▸ RECORD DELL'ESERCIZIO
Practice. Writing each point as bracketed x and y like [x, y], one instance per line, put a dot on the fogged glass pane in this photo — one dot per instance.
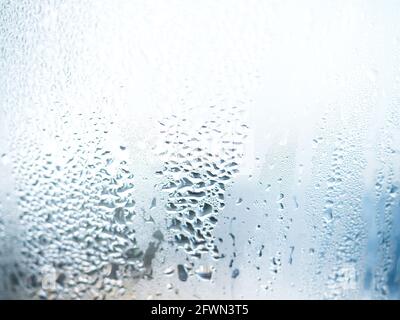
[199, 149]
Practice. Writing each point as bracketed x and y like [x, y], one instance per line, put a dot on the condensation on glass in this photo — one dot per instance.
[213, 149]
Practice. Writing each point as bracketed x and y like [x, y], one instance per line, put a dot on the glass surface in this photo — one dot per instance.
[199, 149]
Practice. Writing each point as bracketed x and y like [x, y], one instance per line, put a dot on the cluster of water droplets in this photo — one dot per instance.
[77, 213]
[200, 161]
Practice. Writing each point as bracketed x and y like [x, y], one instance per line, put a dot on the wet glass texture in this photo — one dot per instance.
[199, 149]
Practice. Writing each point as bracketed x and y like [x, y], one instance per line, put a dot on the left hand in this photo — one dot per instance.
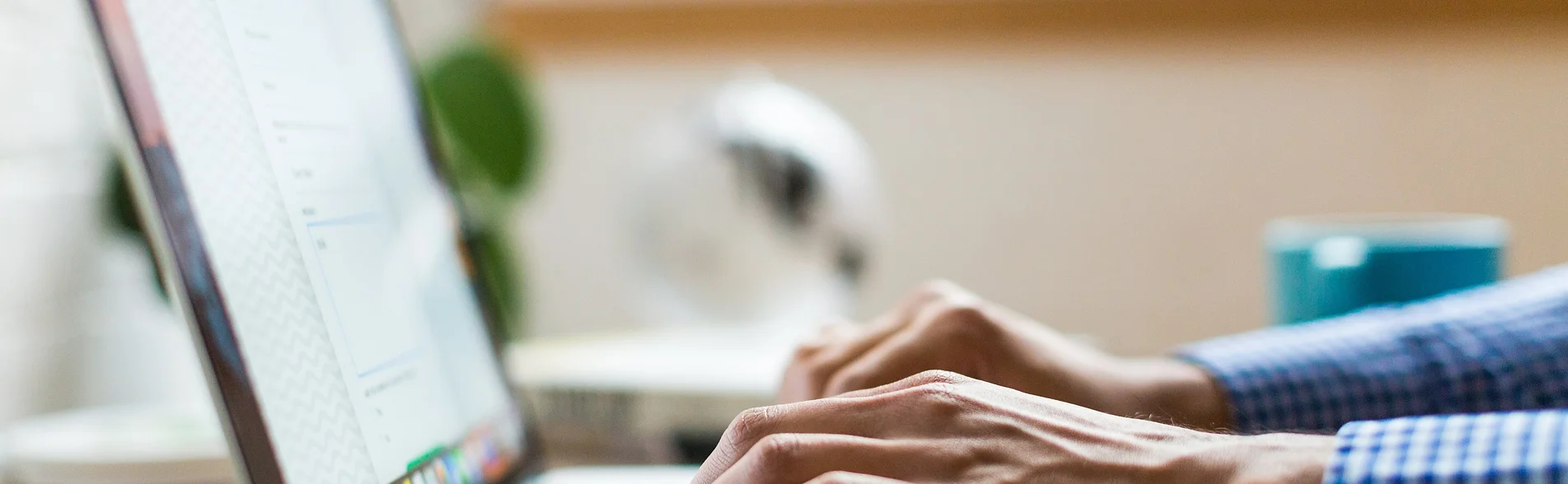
[941, 426]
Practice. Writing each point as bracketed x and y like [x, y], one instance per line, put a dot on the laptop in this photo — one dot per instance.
[284, 170]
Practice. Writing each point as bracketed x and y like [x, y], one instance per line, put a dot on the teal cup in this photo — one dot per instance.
[1338, 263]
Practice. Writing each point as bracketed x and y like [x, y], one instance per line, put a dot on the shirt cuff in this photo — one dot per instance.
[1313, 378]
[1515, 447]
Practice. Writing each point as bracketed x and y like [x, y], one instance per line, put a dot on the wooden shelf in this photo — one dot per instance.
[545, 24]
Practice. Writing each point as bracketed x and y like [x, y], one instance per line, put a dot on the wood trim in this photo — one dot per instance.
[620, 24]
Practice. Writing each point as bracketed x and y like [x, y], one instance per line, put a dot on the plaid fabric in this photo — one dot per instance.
[1493, 449]
[1488, 350]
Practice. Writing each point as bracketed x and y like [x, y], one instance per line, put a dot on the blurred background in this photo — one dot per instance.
[1102, 166]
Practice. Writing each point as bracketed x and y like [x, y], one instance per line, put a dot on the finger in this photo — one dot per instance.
[807, 376]
[797, 384]
[852, 478]
[934, 342]
[863, 417]
[798, 458]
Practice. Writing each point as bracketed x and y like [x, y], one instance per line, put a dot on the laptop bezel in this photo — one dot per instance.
[179, 249]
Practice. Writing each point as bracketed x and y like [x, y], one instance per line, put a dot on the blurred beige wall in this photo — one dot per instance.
[1107, 173]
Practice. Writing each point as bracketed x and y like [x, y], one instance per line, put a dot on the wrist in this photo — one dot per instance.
[1177, 392]
[1252, 459]
[1281, 459]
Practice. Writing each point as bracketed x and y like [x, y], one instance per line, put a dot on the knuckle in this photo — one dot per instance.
[939, 378]
[776, 451]
[849, 381]
[838, 477]
[753, 423]
[963, 320]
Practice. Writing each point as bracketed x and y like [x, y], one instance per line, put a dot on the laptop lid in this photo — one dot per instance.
[284, 168]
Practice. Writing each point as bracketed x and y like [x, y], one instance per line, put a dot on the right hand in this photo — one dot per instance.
[943, 326]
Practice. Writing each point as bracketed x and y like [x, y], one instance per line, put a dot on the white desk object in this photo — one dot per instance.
[119, 445]
[620, 398]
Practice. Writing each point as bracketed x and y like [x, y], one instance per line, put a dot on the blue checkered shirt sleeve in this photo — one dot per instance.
[1411, 389]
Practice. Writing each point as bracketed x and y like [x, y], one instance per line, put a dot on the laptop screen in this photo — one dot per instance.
[317, 249]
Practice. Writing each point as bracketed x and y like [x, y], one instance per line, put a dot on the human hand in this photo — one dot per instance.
[941, 426]
[943, 326]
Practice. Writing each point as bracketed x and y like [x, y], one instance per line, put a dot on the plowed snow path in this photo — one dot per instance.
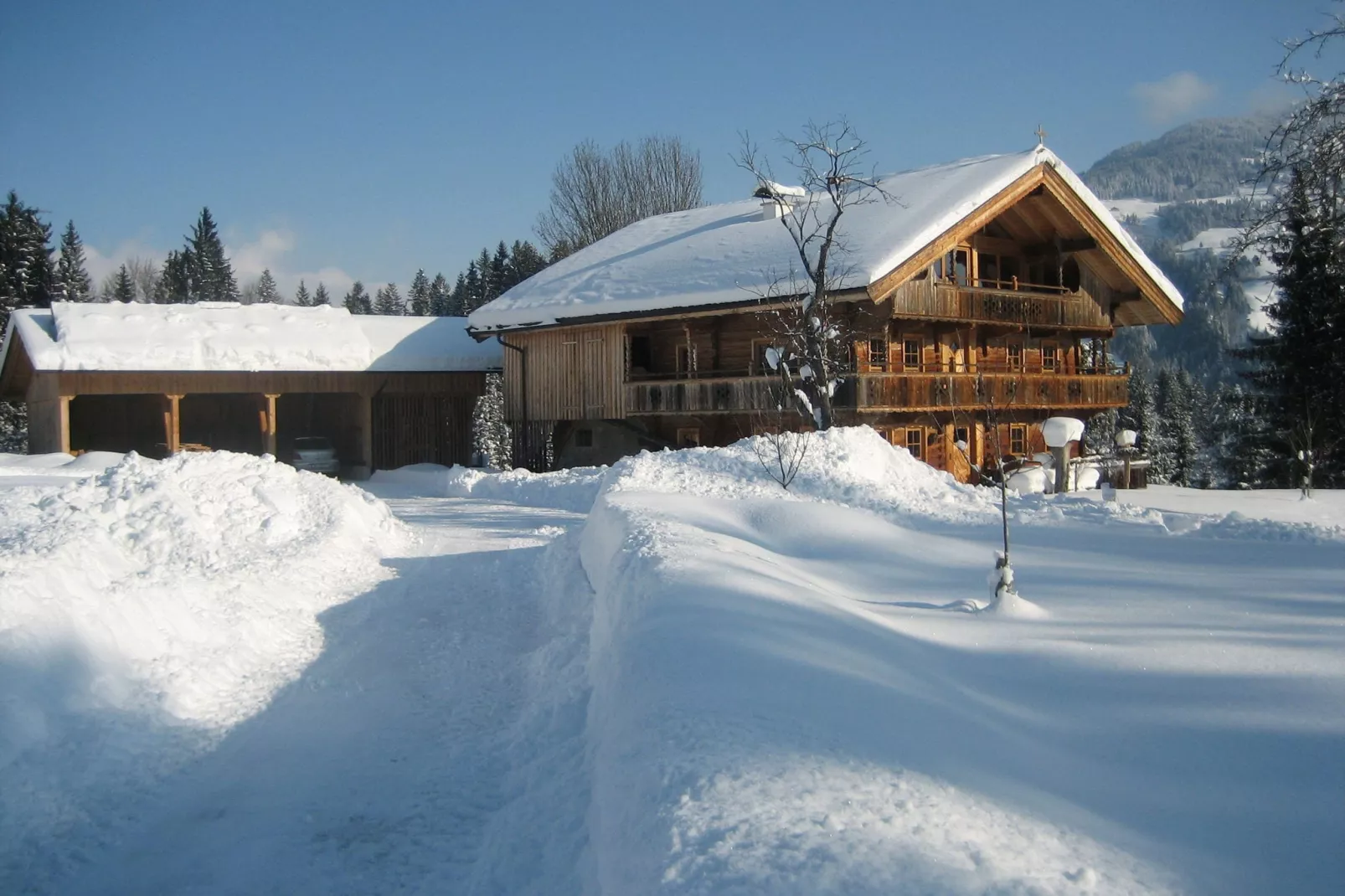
[381, 767]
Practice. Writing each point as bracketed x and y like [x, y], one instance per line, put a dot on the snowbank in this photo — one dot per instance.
[564, 490]
[151, 607]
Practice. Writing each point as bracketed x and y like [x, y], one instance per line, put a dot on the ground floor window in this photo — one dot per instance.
[915, 441]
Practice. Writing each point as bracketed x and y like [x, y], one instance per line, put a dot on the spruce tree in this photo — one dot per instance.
[389, 301]
[439, 296]
[173, 284]
[358, 301]
[26, 270]
[266, 288]
[420, 295]
[71, 277]
[211, 275]
[126, 287]
[1301, 365]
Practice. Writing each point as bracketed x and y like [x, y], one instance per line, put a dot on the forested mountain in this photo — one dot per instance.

▸ COSA FARE
Ricopia parola per parola tutti i record, senza cambiare nulla, ma lascia fuori le immagini.

▸ RISPOSTA
Practice. Writing each point as bracketed x and y like [x, y], one instance per line, put a dot on the fogged glass pane in this photo — one dot per instance.
[199, 149]
Practice. Writing each point as bracketed x and y like [x, y], one instance per line, put a dot on the condensation on glass in this photo — one dot per instance.
[213, 149]
Practice. Writing each point as bracketed x and y like [x, y], one instance per line, put a dot on the glass surface in this photo — one dot per instance.
[199, 149]
Practice. Writing each point as bracketed x and y like [x, y], one instance per line, put a dot on the cluster of water droplets in this photo — one dot per instance.
[77, 213]
[200, 161]
Practice. Writing each point as bracketed x and y like [x, y], one instance per line, put a dot on the wet glass texture in this photo — one dot per instance.
[199, 149]
Practice. Writing each point as bracketed x and y like [x, y], one instance per line, put a dot on the left hand in this photo — one dot per instance.
[941, 426]
Practice. Writing each point as bracketed x and y like [x, y], one instance per line, put a dot on the laptop in this photo — one dot per instance.
[284, 170]
Practice. Writing each point as bracketed x and y like [x, y], one instance per line, put a dot on the teal cup in this photo — one dot per instance.
[1338, 263]
Practice. Writing each point as bracketed x and y like [x, y], one instance per line, put a dot on the shirt cuff in this photo — one dot per instance.
[1313, 378]
[1515, 447]
Practice. Writing each point as bracketed x and y like [x, y], one instance per line, put a dot on the wooden shelf in this photo — one dot per instance.
[545, 24]
Practice. Writing each point as bracketed x and y like [x, y], one instance per line, put a dot on the wood trim in this photo — one dot per instance.
[620, 24]
Practice. Writing each point as bracketed x and y like [x, y], one instance per line, put a dot on the plaid fabric in this photo — one dot per instance.
[1493, 449]
[1488, 350]
Practice. Writing each point as bracketed x and y like [x, y], one instance per line, put a dot on the blurred background in this photo — one dot per instance.
[1102, 166]
Practice. Writing each point as bracketed x and y like [x, y], one instance per line, put a dot on the finger in this photo — one dot per instance.
[807, 376]
[797, 384]
[852, 478]
[934, 342]
[863, 417]
[798, 458]
Practice. Writing each point as bracketed x and y like [x, y], one instance per line, put a dot on the laptop bezel in this photo — one dot per instance.
[179, 249]
Practice. Writing each point as bracketed x and y like [x, y], one instance per line, put a dot on the blurred beige wall in this photo — one dot per instance.
[1107, 173]
Practice. Writing each point as bracketed x and y like [x, y], one instance per line, put a dot on the wrist in this photo — one dot per instance.
[1177, 392]
[1252, 459]
[1281, 459]
Practice. Writing each point as bracketed x and y like [x, y], one instance per line, put a dot on the knuckle in this photo — one dot per instance.
[939, 378]
[776, 451]
[849, 381]
[838, 477]
[753, 423]
[963, 320]
Practice. Writing each point as bracketed x and y like [x, y], one instance per line, put a dot on the laptop lid in this photo — one dot per instance.
[284, 168]
Practice. Writing each point as bracketed x and y like [x, y], one instance per line, put a dot on the right hand in this photo — one dot per instance.
[943, 326]
Practice. Writing each point as bracketed x and y like [x, y], one instance per line, put a dot on the white desk object in this photo — one dot per instance.
[119, 445]
[620, 398]
Practice. Writing each point as bracketed x and y like [x, y], one instance per line, put a dot on the blue checkered shirt sleeve in this photo — one dot per instance.
[1411, 389]
Practice. Writing each point as bracketed x and y like [x, y], one instance per line, put a dot on the laptop screen in this photo — one dot per instance.
[317, 249]
Practice. Writing each point as bracketed x and y like [x, y], one instance per line, put a dot on the human hand in this photo — one dot per instance.
[941, 426]
[943, 326]
Practice. Writing each point as bracketed x and y like [x, y], one instance per line, put a dot on the plowed snow path in this photo — one dot per instance.
[381, 767]
Practice. Writing each point as bracketed x and y like [x, y], one instance per line, put a dot on the snowbank in this photo — one dot per instance.
[564, 490]
[151, 607]
Practice. Writing each point as bracketed x and y like [x, y], one instance per line, put a dot on the ground floor window in this photo — one dot per instance.
[915, 441]
Practice. Writing each point as bracketed x and y like [x, y], one instance per line, put a dot on the spruce tree in this photo — one dot per instance.
[389, 301]
[439, 296]
[173, 284]
[358, 301]
[26, 270]
[266, 288]
[420, 295]
[71, 277]
[211, 275]
[126, 287]
[1301, 365]
Practice. Writing each point as bracketed x and y like [x, y], one instance per line, put a dot on the forested mountain in this photo — one dot per instance.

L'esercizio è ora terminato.